### Material supplied ###

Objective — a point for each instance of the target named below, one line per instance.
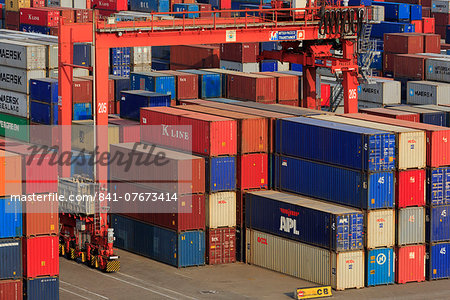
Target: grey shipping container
(380, 91)
(14, 79)
(428, 92)
(342, 270)
(14, 103)
(19, 54)
(438, 69)
(411, 226)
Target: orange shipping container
(40, 218)
(252, 130)
(10, 173)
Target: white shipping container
(221, 209)
(428, 92)
(19, 54)
(410, 143)
(14, 103)
(438, 69)
(239, 67)
(411, 226)
(380, 91)
(380, 228)
(17, 80)
(440, 6)
(341, 270)
(141, 55)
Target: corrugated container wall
(348, 187)
(11, 258)
(411, 226)
(177, 249)
(342, 271)
(354, 147)
(291, 216)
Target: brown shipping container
(389, 113)
(186, 84)
(82, 90)
(221, 246)
(194, 57)
(410, 66)
(11, 290)
(287, 87)
(240, 52)
(182, 173)
(252, 87)
(403, 43)
(40, 218)
(11, 174)
(271, 116)
(252, 130)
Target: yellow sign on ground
(313, 292)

###

- **The task**
The records shown above are to be repeated exactly, with the pictures left out.

- **Output of the task**
Objective — a point for each instance of the target named below, one line per instance.
Target: grey shipping container
(380, 91)
(14, 79)
(428, 92)
(342, 270)
(14, 103)
(19, 54)
(438, 69)
(411, 226)
Target: orange shipping container
(40, 218)
(252, 130)
(10, 173)
Target: white shipping container
(221, 209)
(428, 92)
(19, 54)
(410, 143)
(14, 103)
(438, 69)
(239, 67)
(411, 226)
(380, 91)
(380, 228)
(17, 80)
(440, 6)
(341, 270)
(141, 55)
Target: corrugated container wall
(348, 187)
(11, 258)
(411, 226)
(177, 249)
(342, 271)
(354, 147)
(291, 216)
Target: brown shipping container
(389, 113)
(186, 84)
(82, 90)
(221, 246)
(194, 57)
(410, 66)
(11, 290)
(287, 87)
(240, 52)
(182, 173)
(252, 87)
(403, 43)
(40, 218)
(11, 174)
(271, 116)
(252, 130)
Target: yellow sign on ground
(313, 292)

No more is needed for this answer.